=== DATA TO PROCESS ===
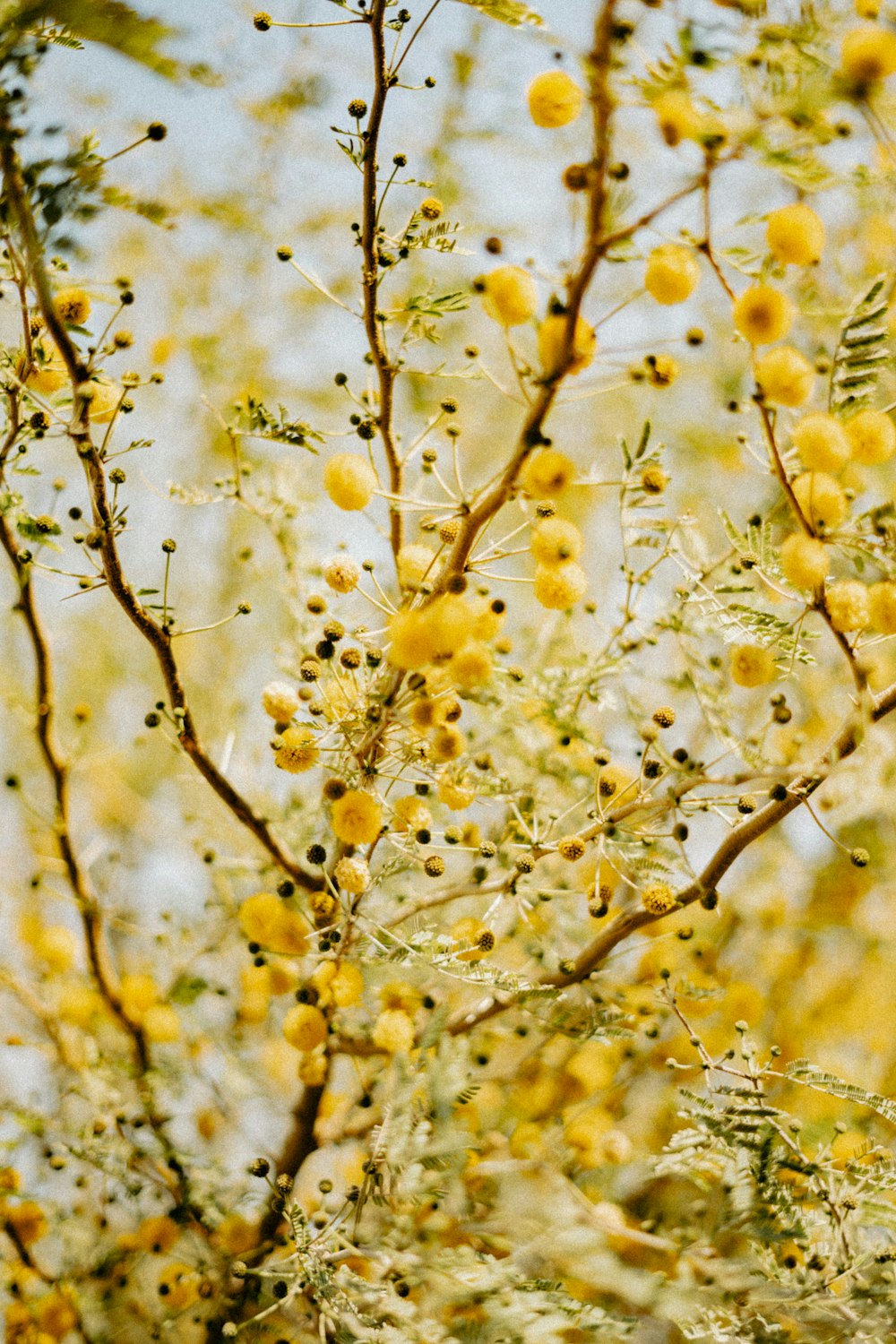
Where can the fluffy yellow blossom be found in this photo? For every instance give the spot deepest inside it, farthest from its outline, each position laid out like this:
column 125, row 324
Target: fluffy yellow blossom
column 352, row 875
column 762, row 314
column 882, row 607
column 555, row 540
column 785, row 376
column 414, row 564
column 306, row 1027
column 676, row 116
column 551, row 340
column 560, row 586
column 295, row 749
column 547, row 473
column 848, row 607
column 868, row 56
column 823, row 443
column 394, row 1032
column 751, row 664
column 72, row 306
column 804, row 561
column 358, row 817
column 555, row 99
column 509, row 296
column 872, row 437
column 349, row 480
column 821, row 500
column 280, row 701
column 672, row 273
column 796, row 236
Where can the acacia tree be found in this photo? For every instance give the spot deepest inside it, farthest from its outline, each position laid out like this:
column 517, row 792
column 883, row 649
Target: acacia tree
column 600, row 591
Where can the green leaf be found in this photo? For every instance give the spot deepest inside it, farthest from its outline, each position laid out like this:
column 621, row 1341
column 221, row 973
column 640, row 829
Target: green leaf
column 508, row 11
column 109, row 22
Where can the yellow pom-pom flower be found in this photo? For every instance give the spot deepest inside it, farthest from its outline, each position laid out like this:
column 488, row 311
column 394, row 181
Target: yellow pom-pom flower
column 821, row 500
column 72, row 306
column 394, row 1032
column 295, row 750
column 751, row 664
column 555, row 540
column 349, row 480
column 868, row 56
column 872, row 437
column 555, row 99
column 306, row 1027
column 358, row 817
column 672, row 273
column 848, row 605
column 796, row 236
column 823, row 443
column 551, row 340
column 763, row 314
column 560, row 586
column 547, row 473
column 804, row 561
column 882, row 607
column 785, row 376
column 509, row 296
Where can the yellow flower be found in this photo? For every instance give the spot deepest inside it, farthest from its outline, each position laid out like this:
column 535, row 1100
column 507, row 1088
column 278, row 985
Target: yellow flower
column 547, row 473
column 868, row 56
column 555, row 99
column 823, row 443
column 509, row 296
column 72, row 306
column 559, row 586
column 804, row 561
column 821, row 500
column 751, row 666
column 762, row 314
column 555, row 540
column 295, row 750
column 349, row 480
column 394, row 1032
column 848, row 607
column 796, row 236
column 785, row 376
column 552, row 336
column 872, row 437
column 882, row 607
column 672, row 273
column 306, row 1027
column 358, row 817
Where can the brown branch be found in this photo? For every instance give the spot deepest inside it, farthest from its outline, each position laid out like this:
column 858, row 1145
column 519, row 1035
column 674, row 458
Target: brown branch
column 384, row 368
column 152, row 631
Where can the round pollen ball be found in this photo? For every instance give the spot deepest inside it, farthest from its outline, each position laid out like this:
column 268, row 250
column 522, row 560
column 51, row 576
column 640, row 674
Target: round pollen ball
column 560, row 586
column 551, row 340
column 672, row 273
column 763, row 314
column 555, row 99
column 306, row 1027
column 821, row 500
column 751, row 664
column 804, row 561
column 882, row 607
column 848, row 605
column 358, row 817
column 785, row 376
column 872, row 437
column 796, row 236
column 509, row 296
column 823, row 443
column 349, row 480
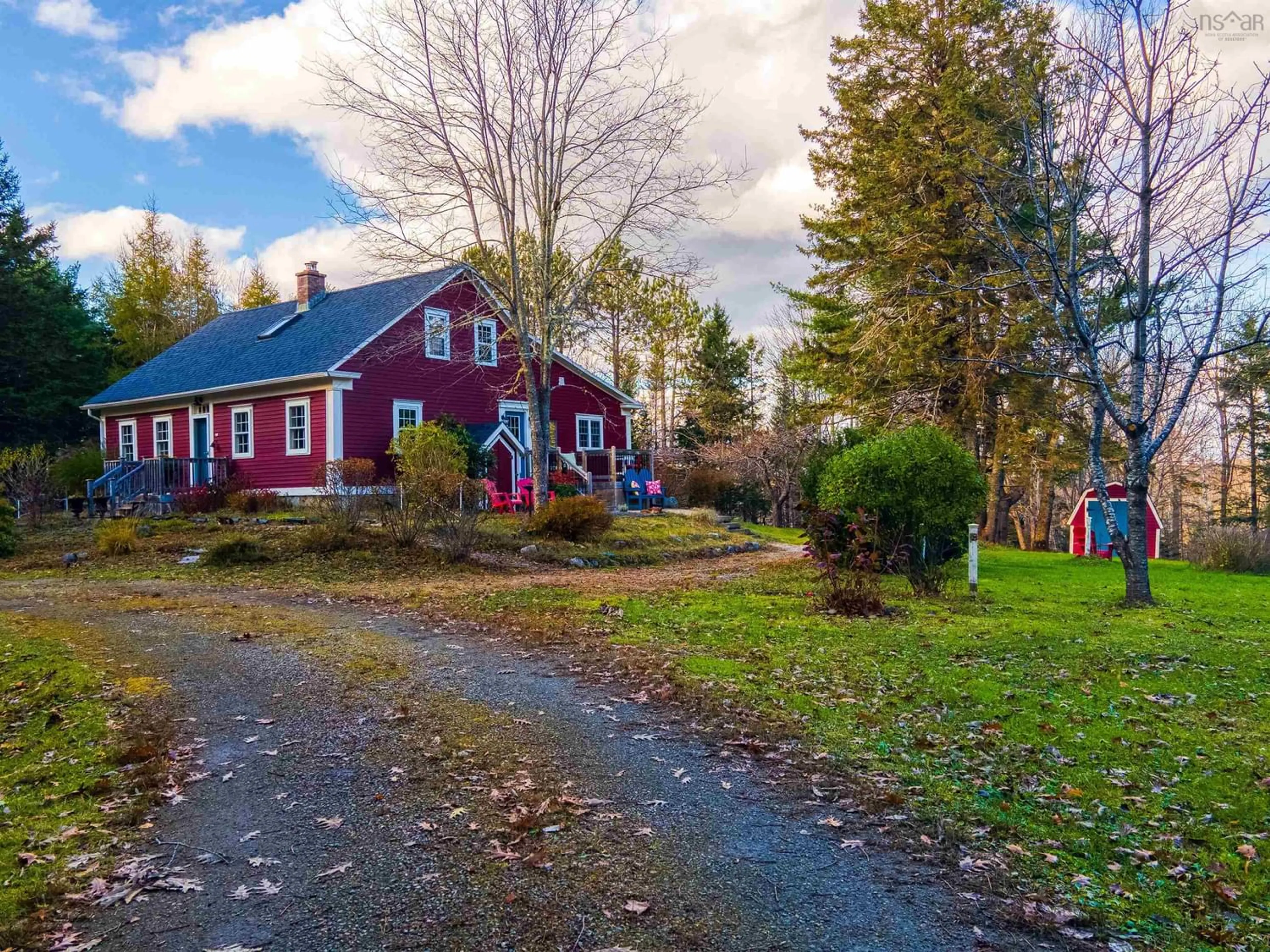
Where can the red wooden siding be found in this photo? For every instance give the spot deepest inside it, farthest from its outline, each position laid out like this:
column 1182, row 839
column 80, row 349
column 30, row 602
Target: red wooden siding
column 396, row 369
column 147, row 433
column 271, row 468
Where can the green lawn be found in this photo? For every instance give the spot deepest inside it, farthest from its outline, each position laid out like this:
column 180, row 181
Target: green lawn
column 63, row 748
column 1114, row 758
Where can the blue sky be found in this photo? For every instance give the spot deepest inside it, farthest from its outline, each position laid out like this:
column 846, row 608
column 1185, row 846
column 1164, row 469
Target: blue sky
column 206, row 107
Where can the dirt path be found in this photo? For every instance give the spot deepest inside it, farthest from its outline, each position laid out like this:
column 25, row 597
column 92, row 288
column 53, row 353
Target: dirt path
column 447, row 751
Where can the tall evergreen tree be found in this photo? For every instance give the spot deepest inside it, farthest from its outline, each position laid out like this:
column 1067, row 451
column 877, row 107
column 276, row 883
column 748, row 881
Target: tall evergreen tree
column 718, row 404
column 258, row 291
column 136, row 296
column 196, row 291
column 53, row 355
column 905, row 319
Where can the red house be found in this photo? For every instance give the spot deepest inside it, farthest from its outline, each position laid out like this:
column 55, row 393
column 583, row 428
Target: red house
column 276, row 391
column 1087, row 529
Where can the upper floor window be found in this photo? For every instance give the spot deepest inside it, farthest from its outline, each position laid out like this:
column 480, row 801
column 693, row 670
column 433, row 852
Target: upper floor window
column 405, row 414
column 591, row 432
column 437, row 329
column 243, row 432
column 298, row 427
column 129, row 441
column 487, row 343
column 163, row 436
===
TASK DETAILS: Could you reproduce exactly the lines of the entries above, from the one with "Target: green lawn" through the one with "column 433, row 852", and nothing else?

RESPONSE:
Target: green lawn
column 63, row 748
column 1114, row 758
Where can the blue sky be found in this photo? For every instance give the spot deepest inside it, farthest from its outline, each position laid out like this:
column 846, row 608
column 1185, row 846
column 1164, row 469
Target: blue sky
column 206, row 107
Where can the dirt path be found in this photo? For every instance give the spot deepest inside it, farthest from its outline, each position laid out like this:
column 25, row 597
column 92, row 288
column 53, row 353
Target: dirt path
column 447, row 751
Where can the tall evergreen tree be found in this photo? For every instance give the spot deepest inside it, farthest from its outline, each position laid out like this:
column 1067, row 451
column 877, row 107
column 276, row 883
column 748, row 881
Target: tall evergreen tree
column 718, row 404
column 258, row 291
column 136, row 296
column 196, row 291
column 53, row 355
column 905, row 319
Where can the red house be found in this photo? For every instance give the spot deepest inside it, farthest from its outline, each position laid out like this:
column 55, row 393
column 583, row 428
Target: red house
column 276, row 391
column 1087, row 529
Where can the upper floor window be found in this photo? For every instance give the spot deepest inside it, farthest from its outline, each position laid out like this:
column 480, row 801
column 693, row 670
column 433, row 852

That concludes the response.